> MATERIAL PROVIDED:

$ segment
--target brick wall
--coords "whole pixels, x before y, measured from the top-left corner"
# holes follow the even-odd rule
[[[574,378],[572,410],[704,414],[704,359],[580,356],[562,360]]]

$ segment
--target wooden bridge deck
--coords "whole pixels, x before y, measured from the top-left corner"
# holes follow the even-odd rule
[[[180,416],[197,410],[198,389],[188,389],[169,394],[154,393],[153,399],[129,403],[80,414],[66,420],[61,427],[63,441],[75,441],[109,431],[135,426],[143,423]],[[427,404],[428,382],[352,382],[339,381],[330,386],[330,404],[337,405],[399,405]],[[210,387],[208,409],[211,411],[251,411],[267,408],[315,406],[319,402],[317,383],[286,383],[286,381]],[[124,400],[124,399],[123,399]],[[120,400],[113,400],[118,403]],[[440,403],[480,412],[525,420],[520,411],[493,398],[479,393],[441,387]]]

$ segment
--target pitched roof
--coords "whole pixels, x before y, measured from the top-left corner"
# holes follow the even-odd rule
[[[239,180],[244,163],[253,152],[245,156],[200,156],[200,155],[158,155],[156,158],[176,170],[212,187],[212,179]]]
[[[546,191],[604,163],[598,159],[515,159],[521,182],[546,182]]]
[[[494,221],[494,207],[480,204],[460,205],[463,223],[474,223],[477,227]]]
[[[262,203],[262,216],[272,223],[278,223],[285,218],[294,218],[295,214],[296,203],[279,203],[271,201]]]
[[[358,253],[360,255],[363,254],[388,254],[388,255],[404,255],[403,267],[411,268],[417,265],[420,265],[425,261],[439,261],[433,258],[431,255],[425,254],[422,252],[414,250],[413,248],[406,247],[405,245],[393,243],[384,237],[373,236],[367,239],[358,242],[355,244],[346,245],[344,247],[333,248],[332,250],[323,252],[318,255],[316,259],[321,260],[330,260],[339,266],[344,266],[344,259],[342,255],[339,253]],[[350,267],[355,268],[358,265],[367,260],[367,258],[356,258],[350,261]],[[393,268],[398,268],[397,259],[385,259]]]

> EXERCISE BRIEF:
Rewrite the rows from the very first line through the line containing "[[[574,378],[572,410],[704,414],[704,359],[580,356],[562,360]]]", keeping the requests unchanged and increasing every polygon coordinate in the answers by 143.

> COMPLETE RESPONSE:
$ segment
--target brick wall
--coords "whole pixels, x before y, measured from the top-left corner"
# holes follow the even-odd rule
[[[717,521],[715,553],[847,557],[847,502],[723,499],[705,503]]]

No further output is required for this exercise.